- Bass Tabs
My actions too high but if I go any lower I Buzz. I can't seem to visualize what direction the truss needs to go in order to lower my strings more. Seems like it needs to bow out more in order to drop the action. Does that sound right?
Wait, wait, wait. You don't think you change the action by adjusting the truss rod do you?
You raise and lower string height by raising or lowering the saddles on your bridge. The truss rod is used to straighten the neck.
You raise or lower string height by raising or lowering the saddles on your bridge. The truss rod is used to straighten the neck.
DO NOT TOUCH THE TRUSS ROD UNLESS YOU HAVE TO. Now that that's out of the way, not all basses have saddles, if you've got a 2 or 3 point bridge you use the screws on the outsides of the bridge
no, i dont think i can change my action using my truss rod.
You typed in bold like the truss rod can destroy a bass. How do you know when you have to? I thought when you are having buzzing issues you can move it a quarter turn and fix the issue? is there ever too bowed?
Yes just turn the neck a 1/4 but don't do anything more unless you think you actually have to. Play it a couple days then look again. And yeah there is too bowed, you want the neck level
You appear new to Bass Guitar, I would highly suggest you read up on any “bass guitar setup” manuals that the internet has to offer. Familiarize yourself with your instrument before you attempt to tinker around with Truss Rod. These Setup manuals or a good YouTube Tutorial will answer any of your questions that you have about your Bass.
If you feel uncomfortable or unsure of making adjustments to your guitar, do yourself a favor and visit your local guitar store. If someone has the time that very moment to take care of your instrument needs - watch, and ask questions if need to be. That way, the next time you need a setup on your bass, you'll have the confidence and know how to do it yourself.
Some Music Stores will not charge you a setup fee (which is minimal), if you buy new strings from them and have them put them on. Take this route if in fact your bass is fairly new and has original strings on them.
Blackie333 and Linkinpark232 are in theory right, and wrong.
Technically, adjusting string height is done at the Bridge with the saddles, and on some occasions at the Nut, if it is adjustable or needs shimming or filing.

--------

# GOALS
[A] Can you rewrite the truss rod discussion from "If you feel" to "do it yourself.", changing "local guitar store" to "nearby music shop"?
[B] How would the truss rod discussion go on after its last line? Write the next part.

# DATASET EXCERPT

--------

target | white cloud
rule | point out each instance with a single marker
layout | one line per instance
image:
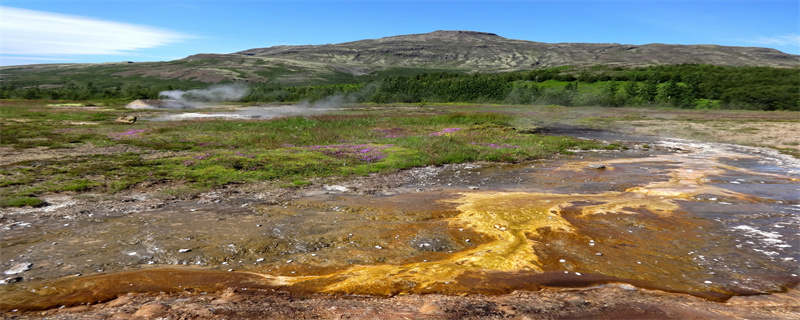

--------

# ANSWERS FOR THE EXERCISE
[A]
If you feel uncomfortable or unsure of making adjustments to your guitar, do yourself a favor and visit your nearby music shop. If someone has the time that very moment to take care of your instrument needs - watch, and ask questions if need to be. That way, the next time you need a setup on your bass, you'll have the confidence and know how to do it yourself.

[B]
There is absolutely no true origin of where or how a Truss Rod should be for a guitar to work properly. Adjusting a Truss Rod properly can and will help lower your string settings closer to the fret board - It's a nifty trick and should only be performed by a person who has the experience of adjusting and setting up a guitar or bass.
On one of my bass's, at the first fret of the E string. Top of string to fretboard distance is 1/8 or 0.1250mm. Measurement at 19th fret E string. Top of string to fretboard distance is 1/4 or 0.2500mm. In Standard Tuning, this level of playing is comfortable to me. I can get the action lower if I needed to, but at times I de-tune this guitar to C# and it is the lowest I can get it without fret buzz and still having the proper intonation.
Like many questions that get asked on this Forum - they are very vague and incomplete.
Leaves a person like me in bewilderment and for the most part I do not engage in these conversations because of it.
People with questions need to be precise as possible, if they are seeking positive feedback. I'm not a mind reader and I'm sure nobody else here is either.
you want the neck level
The above quote is not completely true. Neck relief theory is just that - A Theory.
All depends on how a person plays their instrument and what type of sound they are seeking.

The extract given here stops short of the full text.